→ Source text:
- - -
Animal use in education is expensive. The required animal care and housing makes an animal class costly, as does the higher number of staff and the time needed to supervise and organize animal experiments. Although some educational alternatives are expensive to purchase, they only have to be bought once and then can be used repeatedly over time, thereby saving money in the long run.

Where do we find the alternatives?

The following sources can be consulted for information on alternatives (van der Valk et al., 1999)

  • other teachers
  • students who object to participating in animal experiments and find their own alternative exercises
  • by developing alternatives themselves, either alone or with others within their institutions
  • conferences and trade fairs
  • educational material marketing resources
  • online databases, e.g., NORINA, eurca (see below)
- - -
→ Dataset entries:
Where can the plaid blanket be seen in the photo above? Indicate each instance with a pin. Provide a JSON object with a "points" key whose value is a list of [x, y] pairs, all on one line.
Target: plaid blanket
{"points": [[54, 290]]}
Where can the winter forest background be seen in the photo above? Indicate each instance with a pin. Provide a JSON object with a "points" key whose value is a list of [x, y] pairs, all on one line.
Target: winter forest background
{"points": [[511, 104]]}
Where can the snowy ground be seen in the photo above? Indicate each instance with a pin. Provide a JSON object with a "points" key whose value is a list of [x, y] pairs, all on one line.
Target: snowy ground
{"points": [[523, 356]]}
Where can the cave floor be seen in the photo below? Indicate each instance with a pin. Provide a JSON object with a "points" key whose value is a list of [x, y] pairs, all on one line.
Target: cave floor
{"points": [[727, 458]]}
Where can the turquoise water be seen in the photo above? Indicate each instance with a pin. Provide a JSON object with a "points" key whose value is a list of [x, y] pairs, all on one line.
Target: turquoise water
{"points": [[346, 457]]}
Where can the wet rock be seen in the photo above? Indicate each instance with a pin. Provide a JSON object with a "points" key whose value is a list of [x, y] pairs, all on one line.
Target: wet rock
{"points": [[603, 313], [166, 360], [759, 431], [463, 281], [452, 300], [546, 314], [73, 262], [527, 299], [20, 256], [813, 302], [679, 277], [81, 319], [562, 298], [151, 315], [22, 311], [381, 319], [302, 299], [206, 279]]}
- - -
→ Problems to solve:
• a. Reproduce the portion of the passage on animal use in education starting at "Where do we" and ending at "eurca (see below)".
• b. According to the passage on animal use in education, how can educational alternatives that are expensive to purchase still save money in the long run?
Rely only on the passage on animal use in education.

→ Answers to the exercise:
• a.
Where do we find the alternatives?

The following sources can be consulted for information on alternatives (van der Valk et al., 1999)

  • other teachers
  • students who object to participating in animal experiments and find their own alternative exercises
  • by developing alternatives themselves, either alone or with others within their institutions
  • conferences and trade fairs
  • educational material marketing resources
  • online databases, e.g., NORINA, eurca (see below)

• b. They only have to be bought once and can then be used repeatedly over time.